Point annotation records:
◆ ◆ ◆ ◆

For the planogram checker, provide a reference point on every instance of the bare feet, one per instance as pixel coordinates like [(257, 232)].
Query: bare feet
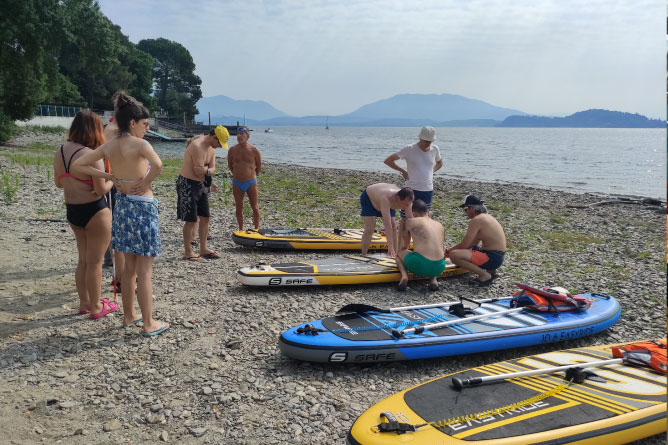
[(155, 328)]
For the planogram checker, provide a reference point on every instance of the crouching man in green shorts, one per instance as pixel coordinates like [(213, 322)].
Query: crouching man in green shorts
[(427, 257)]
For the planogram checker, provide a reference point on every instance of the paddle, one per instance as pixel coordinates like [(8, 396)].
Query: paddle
[(357, 308), (475, 381), (399, 334)]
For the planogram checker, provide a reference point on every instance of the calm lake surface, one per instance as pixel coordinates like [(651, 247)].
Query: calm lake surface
[(600, 160)]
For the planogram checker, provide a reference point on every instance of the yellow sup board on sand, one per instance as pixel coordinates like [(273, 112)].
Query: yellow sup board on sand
[(615, 404), (348, 269), (307, 239)]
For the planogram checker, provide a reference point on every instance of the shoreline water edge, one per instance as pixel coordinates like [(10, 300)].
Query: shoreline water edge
[(217, 376)]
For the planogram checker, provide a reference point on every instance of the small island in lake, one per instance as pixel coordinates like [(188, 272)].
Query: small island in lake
[(586, 119)]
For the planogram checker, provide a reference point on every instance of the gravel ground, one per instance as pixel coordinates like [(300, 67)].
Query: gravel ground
[(217, 376)]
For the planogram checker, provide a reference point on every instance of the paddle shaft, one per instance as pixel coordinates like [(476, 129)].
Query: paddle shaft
[(464, 320), (447, 303), (474, 381)]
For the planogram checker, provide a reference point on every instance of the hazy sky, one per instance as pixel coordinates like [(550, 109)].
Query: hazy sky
[(549, 57)]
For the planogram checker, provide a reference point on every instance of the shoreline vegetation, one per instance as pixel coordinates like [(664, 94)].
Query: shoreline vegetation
[(218, 373)]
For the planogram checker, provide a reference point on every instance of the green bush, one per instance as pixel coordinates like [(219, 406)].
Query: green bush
[(9, 185), (7, 128)]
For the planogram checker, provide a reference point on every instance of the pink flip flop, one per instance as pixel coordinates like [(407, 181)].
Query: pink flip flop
[(107, 308)]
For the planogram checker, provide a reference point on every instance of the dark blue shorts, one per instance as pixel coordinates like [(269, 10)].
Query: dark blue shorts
[(368, 209), (492, 258), (423, 195)]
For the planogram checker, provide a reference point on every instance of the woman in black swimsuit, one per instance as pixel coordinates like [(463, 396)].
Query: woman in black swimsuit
[(87, 211)]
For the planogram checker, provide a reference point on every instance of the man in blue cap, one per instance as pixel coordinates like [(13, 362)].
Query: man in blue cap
[(483, 228)]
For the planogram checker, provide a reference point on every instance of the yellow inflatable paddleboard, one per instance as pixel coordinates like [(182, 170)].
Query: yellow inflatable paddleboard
[(614, 404)]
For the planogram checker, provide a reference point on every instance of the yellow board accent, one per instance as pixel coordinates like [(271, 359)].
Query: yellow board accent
[(514, 420), (363, 432), (546, 382)]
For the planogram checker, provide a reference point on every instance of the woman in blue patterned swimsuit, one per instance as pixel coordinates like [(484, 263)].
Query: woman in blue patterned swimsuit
[(135, 227)]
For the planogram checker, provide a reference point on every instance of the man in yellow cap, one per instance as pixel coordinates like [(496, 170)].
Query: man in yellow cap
[(199, 163)]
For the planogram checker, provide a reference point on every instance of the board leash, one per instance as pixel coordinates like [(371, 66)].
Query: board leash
[(310, 329)]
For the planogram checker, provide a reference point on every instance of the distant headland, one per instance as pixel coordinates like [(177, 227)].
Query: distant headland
[(414, 110), (586, 119)]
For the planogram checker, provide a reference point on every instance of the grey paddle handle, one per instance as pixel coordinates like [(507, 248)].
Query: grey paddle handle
[(474, 381), (459, 321)]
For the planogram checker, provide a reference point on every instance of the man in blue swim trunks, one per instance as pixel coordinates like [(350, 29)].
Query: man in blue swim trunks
[(427, 258), (381, 200), (484, 228), (245, 163)]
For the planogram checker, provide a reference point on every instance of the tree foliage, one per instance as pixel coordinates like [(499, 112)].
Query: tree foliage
[(177, 87), (67, 52), (28, 55)]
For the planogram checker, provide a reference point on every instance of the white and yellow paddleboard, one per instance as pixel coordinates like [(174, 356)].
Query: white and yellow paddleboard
[(618, 405), (347, 269), (307, 239)]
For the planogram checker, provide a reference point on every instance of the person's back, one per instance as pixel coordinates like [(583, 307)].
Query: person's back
[(245, 163), (128, 161), (428, 237), (490, 232), (78, 189), (380, 193), (242, 161)]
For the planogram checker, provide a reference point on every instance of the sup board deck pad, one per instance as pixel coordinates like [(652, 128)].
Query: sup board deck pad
[(308, 238), (368, 336), (619, 404), (347, 269)]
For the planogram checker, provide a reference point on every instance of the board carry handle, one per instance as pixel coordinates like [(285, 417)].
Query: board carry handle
[(418, 330), (460, 384), (361, 308)]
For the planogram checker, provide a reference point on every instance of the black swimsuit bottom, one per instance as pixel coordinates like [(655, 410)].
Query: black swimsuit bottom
[(80, 214)]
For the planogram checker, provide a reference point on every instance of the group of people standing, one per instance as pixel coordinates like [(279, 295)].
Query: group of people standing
[(428, 256), (87, 168), (100, 169)]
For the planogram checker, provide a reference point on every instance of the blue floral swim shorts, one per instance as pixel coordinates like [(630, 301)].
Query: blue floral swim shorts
[(135, 227)]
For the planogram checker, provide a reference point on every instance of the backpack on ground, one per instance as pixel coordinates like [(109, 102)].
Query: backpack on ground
[(644, 353), (553, 299)]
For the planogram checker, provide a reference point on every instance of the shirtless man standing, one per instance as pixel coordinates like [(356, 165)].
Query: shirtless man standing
[(245, 163), (381, 200), (482, 228), (427, 257), (199, 163)]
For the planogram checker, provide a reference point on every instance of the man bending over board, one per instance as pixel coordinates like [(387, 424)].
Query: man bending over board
[(484, 228), (427, 257), (245, 163), (199, 163), (381, 200)]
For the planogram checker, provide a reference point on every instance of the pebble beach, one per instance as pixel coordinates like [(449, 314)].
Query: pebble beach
[(217, 376)]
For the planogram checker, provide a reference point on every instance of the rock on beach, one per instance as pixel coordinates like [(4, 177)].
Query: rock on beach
[(217, 376)]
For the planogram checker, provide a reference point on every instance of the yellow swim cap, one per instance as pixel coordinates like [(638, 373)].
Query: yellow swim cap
[(223, 135)]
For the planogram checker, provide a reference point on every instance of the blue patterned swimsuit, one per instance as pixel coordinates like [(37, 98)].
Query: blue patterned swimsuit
[(135, 227)]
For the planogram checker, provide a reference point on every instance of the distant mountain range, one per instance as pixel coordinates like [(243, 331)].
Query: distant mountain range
[(412, 110), (586, 119)]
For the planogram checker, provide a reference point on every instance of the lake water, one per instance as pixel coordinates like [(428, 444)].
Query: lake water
[(600, 160)]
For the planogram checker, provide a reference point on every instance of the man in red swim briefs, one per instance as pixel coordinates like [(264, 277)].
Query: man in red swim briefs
[(484, 228)]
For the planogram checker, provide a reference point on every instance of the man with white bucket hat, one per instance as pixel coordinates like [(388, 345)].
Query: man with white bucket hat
[(422, 159)]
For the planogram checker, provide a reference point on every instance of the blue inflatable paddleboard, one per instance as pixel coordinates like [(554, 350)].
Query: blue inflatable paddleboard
[(367, 334)]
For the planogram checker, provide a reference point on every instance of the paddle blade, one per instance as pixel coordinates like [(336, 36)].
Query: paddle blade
[(356, 308)]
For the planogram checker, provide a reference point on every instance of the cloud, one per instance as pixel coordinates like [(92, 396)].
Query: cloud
[(329, 57)]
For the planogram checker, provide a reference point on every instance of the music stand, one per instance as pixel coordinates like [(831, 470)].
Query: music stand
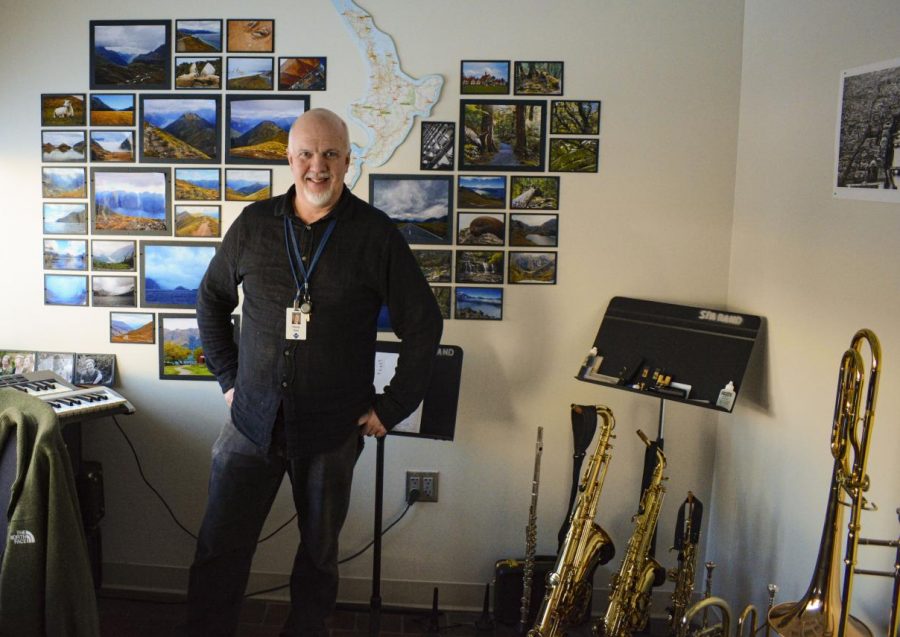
[(437, 420), (701, 349)]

◆ ◆ ◆ ◆

THE EXERCISE:
Leaving the pictures out, set down exactly the lines from the one with "like [(37, 98)]." through the end of the records.

CORRECT ANSWER:
For the planogram checker, provide a reference point on every instance of the blue patterned swimsuit, one per instance as pixel coordinates like [(37, 98)].
Query: blue patterned swimsuit
[(135, 227)]
For the planogram checker, provide a reference point on every instance of the distant mountain range, one per instance as pixel coordinates like [(243, 331)].
Query: distant mountain range
[(412, 110), (586, 119)]
For the planogram checker, provide a reference point on every instance of the lake water, one per instance as pixel coordinates like [(428, 444)].
Query: lake water
[(600, 160)]
For the planogram checker, provide a reference point on every instance of the man in red swim briefs, one per instance as pixel coordinates like [(264, 277)].
Query: man in red swim briefs
[(484, 228)]
For the planogram checker, provide a reference point on every instance of the man with white bucket hat, one per instance as pixel coordinates like [(388, 345)].
Query: man with white bucket hat
[(422, 159)]
For the planogram checker, provide a reference point on every instance of the blue inflatable paddleboard, one per instance as pixel coordinates like [(554, 350)].
Query: blue inflatable paddleboard
[(367, 334)]
For the planogram checker, provide a reference point on every instance of the paddle blade, one per instance as pixel coordinates like [(336, 36)].
Query: paddle blade
[(356, 308)]
For the planogram checker, provide a reference point on every instance of the cloud, one per instance as pixel coordinates like [(92, 396)].
Query: cloud
[(329, 57)]
For the planogram checker, provide a reference point on every instance of the music stand, one per instance as pixel coordinates like [(831, 470)].
Query: music stand
[(437, 420), (701, 349)]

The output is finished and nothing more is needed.